▼

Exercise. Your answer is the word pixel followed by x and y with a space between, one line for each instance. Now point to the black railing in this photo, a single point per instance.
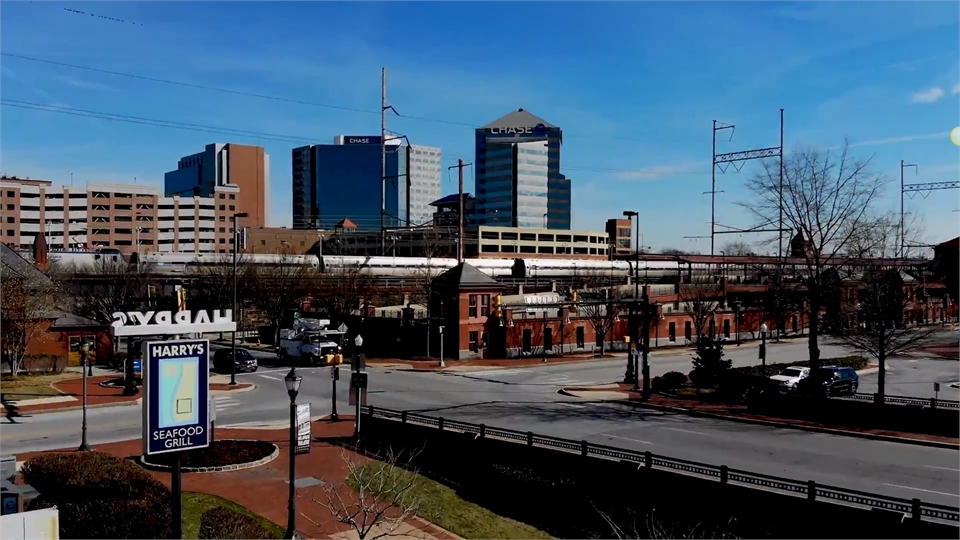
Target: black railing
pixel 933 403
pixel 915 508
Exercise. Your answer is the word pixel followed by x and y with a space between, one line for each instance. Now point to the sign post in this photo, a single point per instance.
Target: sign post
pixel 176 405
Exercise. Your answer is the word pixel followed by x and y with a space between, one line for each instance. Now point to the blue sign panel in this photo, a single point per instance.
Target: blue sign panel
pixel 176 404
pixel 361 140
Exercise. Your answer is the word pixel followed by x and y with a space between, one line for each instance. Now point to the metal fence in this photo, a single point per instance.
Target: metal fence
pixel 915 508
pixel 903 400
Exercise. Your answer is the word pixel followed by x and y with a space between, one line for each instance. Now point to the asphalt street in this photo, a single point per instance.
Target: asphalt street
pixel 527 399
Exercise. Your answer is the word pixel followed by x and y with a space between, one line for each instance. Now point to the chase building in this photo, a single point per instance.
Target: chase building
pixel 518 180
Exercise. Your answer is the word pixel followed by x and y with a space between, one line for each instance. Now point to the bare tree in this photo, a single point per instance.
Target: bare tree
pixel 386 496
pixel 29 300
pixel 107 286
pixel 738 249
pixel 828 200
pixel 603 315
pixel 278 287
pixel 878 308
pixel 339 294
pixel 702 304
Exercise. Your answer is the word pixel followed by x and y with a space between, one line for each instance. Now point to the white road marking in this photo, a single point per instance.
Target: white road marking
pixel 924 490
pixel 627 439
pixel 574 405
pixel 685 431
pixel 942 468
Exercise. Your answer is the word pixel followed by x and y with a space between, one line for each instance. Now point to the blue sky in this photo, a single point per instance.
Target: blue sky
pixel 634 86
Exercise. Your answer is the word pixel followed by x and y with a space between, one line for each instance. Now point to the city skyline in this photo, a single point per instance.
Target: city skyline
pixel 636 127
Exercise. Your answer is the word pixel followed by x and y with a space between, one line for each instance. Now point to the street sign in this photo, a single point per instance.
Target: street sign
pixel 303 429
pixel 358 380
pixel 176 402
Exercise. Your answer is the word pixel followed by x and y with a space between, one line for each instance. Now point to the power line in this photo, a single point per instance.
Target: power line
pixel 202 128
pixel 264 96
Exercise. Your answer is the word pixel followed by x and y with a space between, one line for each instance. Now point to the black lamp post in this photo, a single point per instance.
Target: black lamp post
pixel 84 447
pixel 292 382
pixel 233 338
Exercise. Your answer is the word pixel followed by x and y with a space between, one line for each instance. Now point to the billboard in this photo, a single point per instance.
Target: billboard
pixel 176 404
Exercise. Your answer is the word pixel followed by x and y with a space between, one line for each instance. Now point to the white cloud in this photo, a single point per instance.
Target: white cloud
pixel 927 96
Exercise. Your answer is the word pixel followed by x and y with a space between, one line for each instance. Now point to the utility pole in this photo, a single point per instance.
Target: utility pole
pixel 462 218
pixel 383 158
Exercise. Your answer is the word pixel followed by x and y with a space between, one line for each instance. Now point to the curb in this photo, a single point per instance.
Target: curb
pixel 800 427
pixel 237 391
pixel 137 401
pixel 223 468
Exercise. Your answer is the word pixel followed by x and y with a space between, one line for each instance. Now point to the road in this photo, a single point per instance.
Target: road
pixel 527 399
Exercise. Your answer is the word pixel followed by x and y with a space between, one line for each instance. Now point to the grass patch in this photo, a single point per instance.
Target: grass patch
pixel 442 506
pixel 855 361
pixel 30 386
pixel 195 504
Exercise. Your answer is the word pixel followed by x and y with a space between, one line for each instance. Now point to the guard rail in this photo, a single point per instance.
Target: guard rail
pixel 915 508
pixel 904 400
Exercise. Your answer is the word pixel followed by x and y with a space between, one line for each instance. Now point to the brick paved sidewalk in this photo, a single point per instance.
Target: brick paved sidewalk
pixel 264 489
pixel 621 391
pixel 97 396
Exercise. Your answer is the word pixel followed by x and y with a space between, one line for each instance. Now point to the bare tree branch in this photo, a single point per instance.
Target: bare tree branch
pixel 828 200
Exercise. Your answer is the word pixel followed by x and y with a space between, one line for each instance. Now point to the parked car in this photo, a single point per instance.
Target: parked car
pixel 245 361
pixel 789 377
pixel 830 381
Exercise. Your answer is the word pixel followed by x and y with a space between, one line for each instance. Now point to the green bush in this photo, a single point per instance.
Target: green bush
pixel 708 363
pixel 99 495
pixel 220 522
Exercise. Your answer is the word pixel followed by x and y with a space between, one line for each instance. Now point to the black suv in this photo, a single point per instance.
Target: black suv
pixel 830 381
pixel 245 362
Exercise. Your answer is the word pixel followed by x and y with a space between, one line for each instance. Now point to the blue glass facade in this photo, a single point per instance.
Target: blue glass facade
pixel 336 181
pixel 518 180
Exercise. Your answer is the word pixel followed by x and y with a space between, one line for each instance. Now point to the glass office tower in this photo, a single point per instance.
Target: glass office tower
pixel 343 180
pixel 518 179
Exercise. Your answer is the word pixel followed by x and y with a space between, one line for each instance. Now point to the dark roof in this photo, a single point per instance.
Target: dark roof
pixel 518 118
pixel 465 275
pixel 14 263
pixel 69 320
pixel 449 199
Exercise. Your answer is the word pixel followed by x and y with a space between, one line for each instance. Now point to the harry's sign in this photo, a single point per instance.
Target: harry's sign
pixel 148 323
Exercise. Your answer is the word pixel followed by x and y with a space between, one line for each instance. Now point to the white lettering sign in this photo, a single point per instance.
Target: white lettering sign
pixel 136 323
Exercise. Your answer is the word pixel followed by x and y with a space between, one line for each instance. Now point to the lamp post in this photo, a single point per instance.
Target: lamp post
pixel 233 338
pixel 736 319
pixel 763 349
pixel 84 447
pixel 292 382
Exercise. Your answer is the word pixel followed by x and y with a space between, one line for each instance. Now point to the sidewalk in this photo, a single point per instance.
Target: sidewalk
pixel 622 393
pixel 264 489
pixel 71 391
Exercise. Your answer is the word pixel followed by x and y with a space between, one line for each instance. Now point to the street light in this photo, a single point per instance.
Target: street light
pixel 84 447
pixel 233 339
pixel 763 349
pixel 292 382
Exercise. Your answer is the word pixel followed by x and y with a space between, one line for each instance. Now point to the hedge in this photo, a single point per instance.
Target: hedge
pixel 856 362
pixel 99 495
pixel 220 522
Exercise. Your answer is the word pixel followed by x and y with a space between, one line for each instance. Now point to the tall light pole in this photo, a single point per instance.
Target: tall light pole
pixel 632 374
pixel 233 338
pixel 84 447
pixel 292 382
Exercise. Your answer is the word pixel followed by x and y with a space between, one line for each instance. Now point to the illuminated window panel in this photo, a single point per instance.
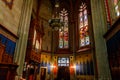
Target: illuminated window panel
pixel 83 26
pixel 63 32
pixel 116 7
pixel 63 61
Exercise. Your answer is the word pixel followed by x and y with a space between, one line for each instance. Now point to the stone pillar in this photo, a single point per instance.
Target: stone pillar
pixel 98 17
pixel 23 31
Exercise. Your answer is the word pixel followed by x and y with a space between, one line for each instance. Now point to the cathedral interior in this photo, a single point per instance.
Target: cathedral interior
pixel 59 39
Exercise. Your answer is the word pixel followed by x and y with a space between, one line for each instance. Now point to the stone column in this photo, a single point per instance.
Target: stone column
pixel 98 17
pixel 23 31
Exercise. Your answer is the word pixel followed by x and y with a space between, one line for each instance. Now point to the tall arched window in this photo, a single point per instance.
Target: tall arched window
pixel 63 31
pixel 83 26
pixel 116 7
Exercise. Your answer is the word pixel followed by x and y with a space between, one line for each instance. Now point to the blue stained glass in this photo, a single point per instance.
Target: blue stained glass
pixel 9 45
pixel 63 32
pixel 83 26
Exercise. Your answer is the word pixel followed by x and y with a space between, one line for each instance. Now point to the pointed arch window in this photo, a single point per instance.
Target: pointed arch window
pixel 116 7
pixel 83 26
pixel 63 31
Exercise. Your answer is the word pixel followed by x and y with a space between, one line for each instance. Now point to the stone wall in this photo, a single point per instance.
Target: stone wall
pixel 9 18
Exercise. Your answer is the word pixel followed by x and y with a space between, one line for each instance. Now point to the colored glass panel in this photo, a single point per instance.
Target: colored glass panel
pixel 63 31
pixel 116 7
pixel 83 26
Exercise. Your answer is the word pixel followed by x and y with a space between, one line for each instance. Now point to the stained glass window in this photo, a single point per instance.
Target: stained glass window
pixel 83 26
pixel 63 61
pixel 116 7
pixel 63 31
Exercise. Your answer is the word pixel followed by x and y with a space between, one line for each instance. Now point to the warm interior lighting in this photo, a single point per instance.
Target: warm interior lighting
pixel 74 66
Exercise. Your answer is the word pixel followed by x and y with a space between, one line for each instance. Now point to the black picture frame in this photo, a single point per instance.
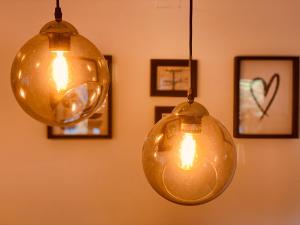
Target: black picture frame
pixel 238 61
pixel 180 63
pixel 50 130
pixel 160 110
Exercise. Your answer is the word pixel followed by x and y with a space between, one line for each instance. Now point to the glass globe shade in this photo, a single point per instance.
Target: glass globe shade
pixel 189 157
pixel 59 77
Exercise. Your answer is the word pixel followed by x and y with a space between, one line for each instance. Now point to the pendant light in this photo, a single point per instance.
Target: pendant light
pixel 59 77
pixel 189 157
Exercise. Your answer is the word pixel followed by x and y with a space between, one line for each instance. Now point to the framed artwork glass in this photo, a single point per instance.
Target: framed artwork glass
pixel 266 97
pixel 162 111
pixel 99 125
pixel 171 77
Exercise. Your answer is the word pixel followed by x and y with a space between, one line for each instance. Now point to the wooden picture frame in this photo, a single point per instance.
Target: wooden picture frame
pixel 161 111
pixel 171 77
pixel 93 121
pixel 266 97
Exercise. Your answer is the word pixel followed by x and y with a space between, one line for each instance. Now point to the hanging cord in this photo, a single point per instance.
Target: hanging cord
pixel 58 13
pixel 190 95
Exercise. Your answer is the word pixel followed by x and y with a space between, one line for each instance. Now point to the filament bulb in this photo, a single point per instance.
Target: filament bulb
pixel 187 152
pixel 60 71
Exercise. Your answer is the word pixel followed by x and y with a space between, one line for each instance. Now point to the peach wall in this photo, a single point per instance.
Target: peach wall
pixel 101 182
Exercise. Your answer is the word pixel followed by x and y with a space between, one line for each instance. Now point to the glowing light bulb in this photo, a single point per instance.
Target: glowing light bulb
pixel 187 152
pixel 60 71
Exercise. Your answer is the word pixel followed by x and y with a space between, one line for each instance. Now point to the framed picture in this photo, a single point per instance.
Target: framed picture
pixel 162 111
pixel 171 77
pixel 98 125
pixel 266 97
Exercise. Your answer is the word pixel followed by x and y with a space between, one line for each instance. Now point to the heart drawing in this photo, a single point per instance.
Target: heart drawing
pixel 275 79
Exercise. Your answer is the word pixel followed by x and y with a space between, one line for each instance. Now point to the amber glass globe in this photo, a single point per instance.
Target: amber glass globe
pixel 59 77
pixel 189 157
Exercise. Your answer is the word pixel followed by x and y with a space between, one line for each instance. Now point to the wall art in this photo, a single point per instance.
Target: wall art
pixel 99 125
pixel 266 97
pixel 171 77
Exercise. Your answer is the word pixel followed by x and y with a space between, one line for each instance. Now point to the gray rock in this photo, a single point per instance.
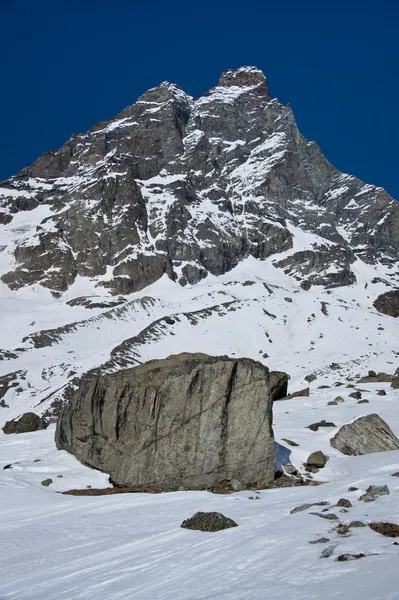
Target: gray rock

▲

TASK GOAL: Copy out each line of the material that holds the word "gray".

OUTPUT BELOW:
Exercise. Your answer is the word pixel followed by x and y with a space between, one line for each instance. Now point to the gray rock in this photo, a single point per instance.
Target: gray rock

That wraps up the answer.